#### [Questions]
(A) In the interview excerpt, where did the recording sessions take place at the start of March?
(B) According to the interview excerpt, why did Williamson send Andrew crude acoustic ideas from his phone's voice recorder? Explain in one to three sentences.
(C) Continue the interview excerpt about Williamson and Andrew's work on the album, starting after its final sentence.

#### [Reading passage]
——————
The shock sometimes isn’t in the force, it is in the juxtaposition of something ridiculous with something great and something brilliant with something stupid.


“Yeah, it struck me from very early on a compromise is a beautiful thing, or it can be, and this ego – yes we’ve got egos me and Andrew, we are musicians – we kind of put them behind us when we work with each other.”


How did they work musically this time, this far into that partnership? Has there been a shift in the way they contribute ideas to each other?


“Yeah. What happened this time around was we had done about 16 songs in January [2025], from 22 demos I had been working on and five of those eventually made the album. But around that period I was convinced we didn’t have anything so I sent Andrew a few crude acoustic ideas I’d done on the voice recorder on my phone and I just said to him can you turn these into songs,” Williamson says. “He sent me backing tracks and they were brilliant. Then we went into Abbey Road at the start of March and he started to translate some of the other acoustic ideas off the cuff, just in the studio with loads of live instruments, to the point where it almost sounds quite bright.
——————
#### [Excerpted data]
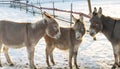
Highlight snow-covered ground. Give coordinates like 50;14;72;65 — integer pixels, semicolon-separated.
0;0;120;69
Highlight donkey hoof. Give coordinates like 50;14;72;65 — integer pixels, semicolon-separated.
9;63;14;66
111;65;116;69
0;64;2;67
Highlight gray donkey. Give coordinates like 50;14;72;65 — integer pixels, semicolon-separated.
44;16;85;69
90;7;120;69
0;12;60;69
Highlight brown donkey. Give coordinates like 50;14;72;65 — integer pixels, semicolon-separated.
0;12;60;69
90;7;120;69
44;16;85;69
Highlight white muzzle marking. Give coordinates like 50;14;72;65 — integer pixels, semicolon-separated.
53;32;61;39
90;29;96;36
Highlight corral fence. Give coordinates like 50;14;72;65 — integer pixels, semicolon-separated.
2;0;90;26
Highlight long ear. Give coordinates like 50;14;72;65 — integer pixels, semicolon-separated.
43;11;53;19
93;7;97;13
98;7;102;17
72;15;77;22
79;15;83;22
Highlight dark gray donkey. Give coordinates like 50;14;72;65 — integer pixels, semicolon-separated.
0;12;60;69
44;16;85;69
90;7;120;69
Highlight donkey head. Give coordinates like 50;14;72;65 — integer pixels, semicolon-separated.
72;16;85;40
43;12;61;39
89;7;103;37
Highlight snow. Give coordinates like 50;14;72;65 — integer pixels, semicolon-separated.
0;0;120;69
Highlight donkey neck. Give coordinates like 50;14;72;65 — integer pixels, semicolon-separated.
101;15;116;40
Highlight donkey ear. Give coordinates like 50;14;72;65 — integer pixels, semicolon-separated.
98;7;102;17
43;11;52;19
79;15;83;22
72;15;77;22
——————
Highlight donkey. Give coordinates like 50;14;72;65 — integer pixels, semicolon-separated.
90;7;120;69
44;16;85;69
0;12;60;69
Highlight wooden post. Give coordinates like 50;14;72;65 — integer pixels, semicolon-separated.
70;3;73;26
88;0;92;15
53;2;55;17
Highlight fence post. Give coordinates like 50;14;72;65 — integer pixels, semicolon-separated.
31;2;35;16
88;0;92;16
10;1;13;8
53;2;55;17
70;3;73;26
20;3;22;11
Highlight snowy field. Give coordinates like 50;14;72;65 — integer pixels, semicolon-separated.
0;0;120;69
——————
#### [Answers in order]
(A) Abbey Road.

(B) Around January 2025, Williamson was convinced they didn't have anything for the album. He sent Andrew the rough acoustic ideas and asked him to turn them into songs.

(C)
Elitist G.O.A.T [which features the decidedly un-Sleaford delicate sound of New Zealander Aldous Harding] is a very colourful song, a real switch for us.”



In terms of contrasting their contributions, how much comes down to the way Fearn understands where’s Williamson’s head is at?


“About 60% I would say, definitely. He knows what I like and he will tailor things in a way that kinda tries to meet that almost. It’s not a total understanding but we’ve also got a very similar aesthetic,” he says. “I think why people think we are post-punk is because of what Andrew brought to its right from the off, this ‘80s sensibility. But we’ve got another track that we haven’t yet released that sounds like The Smiths, guitar wise, and the basslines that he makes obviously do echo that first wave postpunk in the ‘80s.”


One clear contrast on the album of the other voices that have been brought in, something that the pair have done more and more in recent albums. The highest profile contribution is from the actor Gwendoline Christie who is a riot, almost literally, against the warmth of soul/punk vocal duo Big Special in the first single, The Good Life. But Harding [real name Hannah] on Elitist G.O.A.T. is the album’s secret sauce. It is so disarming and shifts the way we interact with the rest of the record.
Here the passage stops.